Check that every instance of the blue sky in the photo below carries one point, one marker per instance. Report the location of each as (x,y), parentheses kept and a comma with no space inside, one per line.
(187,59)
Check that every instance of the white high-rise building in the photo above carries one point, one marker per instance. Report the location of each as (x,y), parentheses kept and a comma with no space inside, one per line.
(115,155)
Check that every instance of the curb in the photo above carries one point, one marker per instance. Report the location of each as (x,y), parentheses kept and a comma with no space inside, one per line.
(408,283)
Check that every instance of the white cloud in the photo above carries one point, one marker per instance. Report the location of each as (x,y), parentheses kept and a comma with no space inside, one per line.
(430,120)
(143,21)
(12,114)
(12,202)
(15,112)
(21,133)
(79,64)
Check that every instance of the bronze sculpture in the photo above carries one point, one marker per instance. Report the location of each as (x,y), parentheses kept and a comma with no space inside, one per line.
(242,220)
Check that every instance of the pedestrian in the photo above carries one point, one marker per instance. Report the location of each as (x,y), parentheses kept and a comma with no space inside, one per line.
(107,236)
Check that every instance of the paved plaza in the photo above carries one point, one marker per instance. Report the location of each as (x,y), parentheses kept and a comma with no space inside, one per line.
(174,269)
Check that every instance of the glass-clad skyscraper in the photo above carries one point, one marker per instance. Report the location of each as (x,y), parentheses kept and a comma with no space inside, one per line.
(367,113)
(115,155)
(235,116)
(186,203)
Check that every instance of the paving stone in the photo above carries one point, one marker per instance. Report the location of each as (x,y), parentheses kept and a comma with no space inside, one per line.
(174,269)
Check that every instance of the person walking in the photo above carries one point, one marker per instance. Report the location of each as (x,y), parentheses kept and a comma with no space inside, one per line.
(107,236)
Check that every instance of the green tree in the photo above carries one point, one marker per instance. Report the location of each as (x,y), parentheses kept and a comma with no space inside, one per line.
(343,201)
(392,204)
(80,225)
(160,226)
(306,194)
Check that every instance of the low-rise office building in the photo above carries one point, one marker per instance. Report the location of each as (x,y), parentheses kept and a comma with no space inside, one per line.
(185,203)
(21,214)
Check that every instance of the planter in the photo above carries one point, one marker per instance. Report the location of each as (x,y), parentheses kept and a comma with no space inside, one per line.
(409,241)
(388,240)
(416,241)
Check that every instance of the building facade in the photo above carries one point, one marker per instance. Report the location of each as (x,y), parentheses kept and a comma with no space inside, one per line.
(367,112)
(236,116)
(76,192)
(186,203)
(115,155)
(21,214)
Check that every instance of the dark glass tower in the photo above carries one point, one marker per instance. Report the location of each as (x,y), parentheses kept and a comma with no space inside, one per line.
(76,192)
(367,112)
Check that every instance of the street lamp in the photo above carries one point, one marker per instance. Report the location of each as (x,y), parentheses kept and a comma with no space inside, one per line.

Required work: A faithful, complete copy of the entries above is required.

Task response:
Check that every instance of the blue sky in the photo below carries one point, one marker per instance. Report the location of each as (x,y), parentheses kept and a comma with no space inside, one per line.
(187,59)
Check that every instance of the white high-rise building in the photo above carries one point, one marker per instance. Report the location of each as (x,y), parentheses kept and a comma with no space inside, one per line.
(115,155)
Check that every instance of the curb in the photo above carries one point, one marker per instance. Report the location of each as (x,y), parentheses kept and a comma with no space inside, one per line.
(408,283)
Check that every instance of the white cloud in the photo above carries one point, one marker per instance. Report the location of each as (x,y), parentheses kept and a comma with no space inside, one per line.
(430,120)
(143,21)
(12,114)
(12,202)
(15,112)
(21,133)
(79,64)
Check that every instance of the bronze sculpture in the photo above carries one point, one marker per instance. Report the location of each as (x,y), parentheses kept and a comma with no space inside, one per line.
(242,220)
Check that every instance of the pedestrian in the photo above carries one point, one marker per instance. Report the location of each as (x,y), parentheses kept and a comma with no space inside, one per line.
(107,236)
Check that every instance of the paved plaza in the photo above carries one point, one marker per instance. Report the location of each as (x,y), parentheses kept and a comma with no space inside, one per line.
(174,269)
Check that every instance of the glass-clad skyscraper in the photo above carries one point, one marker per instance. Report the location of each as (x,y), parentheses kept and a comma with no space inside, one per line.
(367,113)
(115,155)
(235,116)
(186,203)
Check that every instance of the paving stone in the photo above carries one point, one marker per instance. Report the location of each as (x,y), parentheses kept and a comma with no space inside, one per line.
(174,269)
Check that every instance of the person walking in the photo above carries one point, one marker per instance. Report the location of each as (x,y), parentheses kept and a comma with no space inside, one per line.
(107,236)
Check that every instance of the green tree in the photo above carries one point, one marker per instance. Report the location of each as (x,y), parentheses kept and a comma with no space inside, one per line.
(343,201)
(392,204)
(80,225)
(160,226)
(306,194)
Check that every instance of the low-rise office building in the photo above carries one point, one marker per instance. Report the location of each as (x,y), parentheses kept and a comma with no space inside, one per line.
(185,203)
(21,214)
Check that every instance of the planter in the photo above carries one point, one marker per instance. Report the location of each as (x,y), parentheses kept and a comma with no space inside, one per line.
(409,241)
(388,240)
(416,241)
Check that every instance of the building facade in the photo above carries one point, one marker per instance. Report the location of each as (x,y), parentheses kept and a comma with no space inside, one per line.
(367,112)
(236,116)
(76,192)
(186,203)
(115,155)
(21,214)
Check that every instance of the dark glass tower in the photo above carries one point, one marker per instance. Report the location of each as (x,y), parentheses kept and a comma with no space inside, one per line.
(76,192)
(367,112)
Check that every instance of the street lamp in the photo above carries one point, one marker per instance. Report the location of each as (x,y), parentheses kept and a comma with no space inside, one per line.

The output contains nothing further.